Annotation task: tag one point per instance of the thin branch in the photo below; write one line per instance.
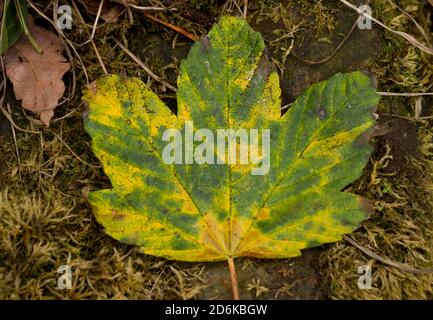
(145, 68)
(191, 36)
(400, 266)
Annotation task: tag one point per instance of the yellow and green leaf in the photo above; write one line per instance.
(211, 212)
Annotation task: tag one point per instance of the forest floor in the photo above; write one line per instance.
(45, 173)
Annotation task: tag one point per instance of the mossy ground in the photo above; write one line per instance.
(45, 220)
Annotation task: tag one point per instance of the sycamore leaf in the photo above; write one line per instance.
(37, 78)
(210, 212)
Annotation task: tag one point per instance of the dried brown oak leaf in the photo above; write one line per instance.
(37, 78)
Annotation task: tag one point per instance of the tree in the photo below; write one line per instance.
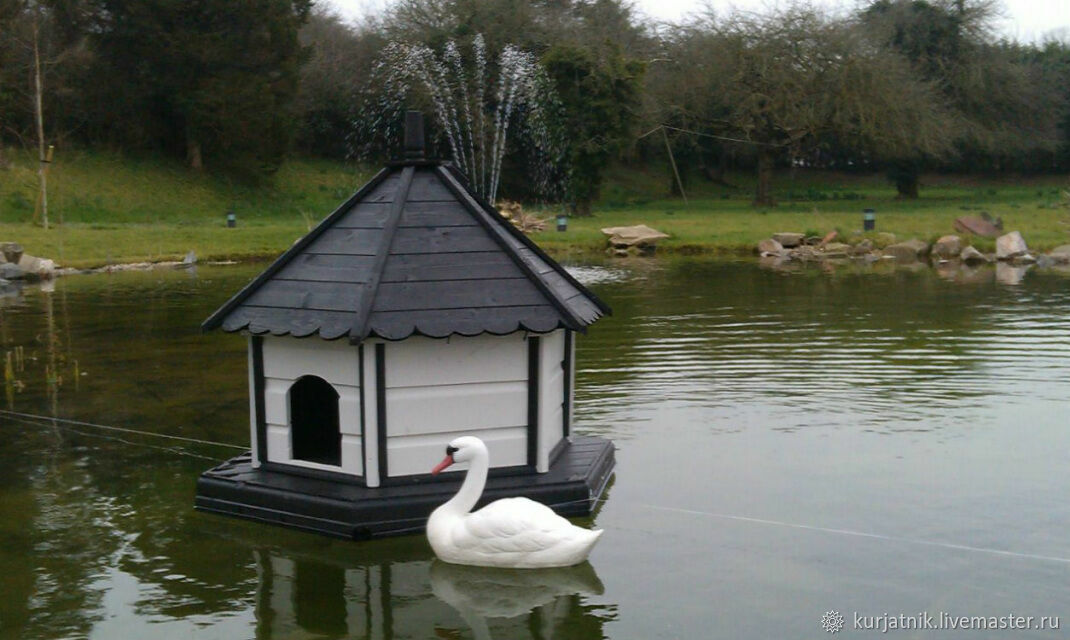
(211, 78)
(997, 108)
(340, 58)
(783, 81)
(600, 96)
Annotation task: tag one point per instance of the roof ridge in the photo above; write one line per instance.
(360, 329)
(572, 321)
(528, 242)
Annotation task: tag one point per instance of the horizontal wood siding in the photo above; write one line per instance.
(285, 361)
(415, 455)
(290, 359)
(439, 390)
(426, 362)
(416, 410)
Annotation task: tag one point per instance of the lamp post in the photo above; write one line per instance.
(869, 219)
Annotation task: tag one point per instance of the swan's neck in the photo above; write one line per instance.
(475, 480)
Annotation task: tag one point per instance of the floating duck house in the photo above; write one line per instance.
(411, 315)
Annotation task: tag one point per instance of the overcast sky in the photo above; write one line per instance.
(1025, 19)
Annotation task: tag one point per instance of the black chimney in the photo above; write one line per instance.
(413, 135)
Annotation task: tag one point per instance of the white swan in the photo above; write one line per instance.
(511, 532)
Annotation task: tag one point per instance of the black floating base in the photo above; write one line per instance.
(340, 508)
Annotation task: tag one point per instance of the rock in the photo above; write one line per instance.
(1010, 246)
(907, 250)
(788, 240)
(11, 272)
(769, 247)
(947, 246)
(835, 249)
(1011, 274)
(804, 254)
(639, 235)
(1060, 255)
(36, 268)
(883, 239)
(972, 256)
(861, 248)
(977, 226)
(12, 252)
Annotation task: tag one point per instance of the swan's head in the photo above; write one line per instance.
(461, 450)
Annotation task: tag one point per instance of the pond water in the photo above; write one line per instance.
(790, 444)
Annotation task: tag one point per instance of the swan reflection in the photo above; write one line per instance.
(548, 598)
(406, 594)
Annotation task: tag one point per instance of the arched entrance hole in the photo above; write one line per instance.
(314, 422)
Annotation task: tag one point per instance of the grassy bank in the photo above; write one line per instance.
(124, 210)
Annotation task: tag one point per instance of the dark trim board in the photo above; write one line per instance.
(566, 404)
(533, 374)
(336, 476)
(381, 409)
(258, 397)
(572, 487)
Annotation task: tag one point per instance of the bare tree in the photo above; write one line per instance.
(781, 81)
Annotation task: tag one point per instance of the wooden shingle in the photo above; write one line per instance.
(413, 252)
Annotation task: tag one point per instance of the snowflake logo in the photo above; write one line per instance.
(831, 622)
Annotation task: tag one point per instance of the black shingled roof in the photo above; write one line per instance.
(413, 252)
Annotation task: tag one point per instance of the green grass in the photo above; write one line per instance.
(118, 209)
(720, 218)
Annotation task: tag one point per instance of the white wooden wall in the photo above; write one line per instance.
(440, 389)
(551, 396)
(285, 361)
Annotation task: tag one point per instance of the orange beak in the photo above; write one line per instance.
(445, 462)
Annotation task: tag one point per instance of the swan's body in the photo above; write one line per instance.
(513, 532)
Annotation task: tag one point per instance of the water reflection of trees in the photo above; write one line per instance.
(712, 332)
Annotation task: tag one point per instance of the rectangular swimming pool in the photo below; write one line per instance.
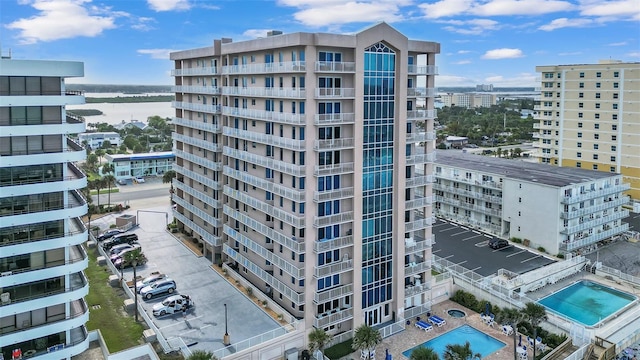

^^^^^^^^

• _EXERCISE DIRECTIONS_:
Count the lines of the items above that contain the word "water", and reply with the number alone.

• _RESPONSE_:
2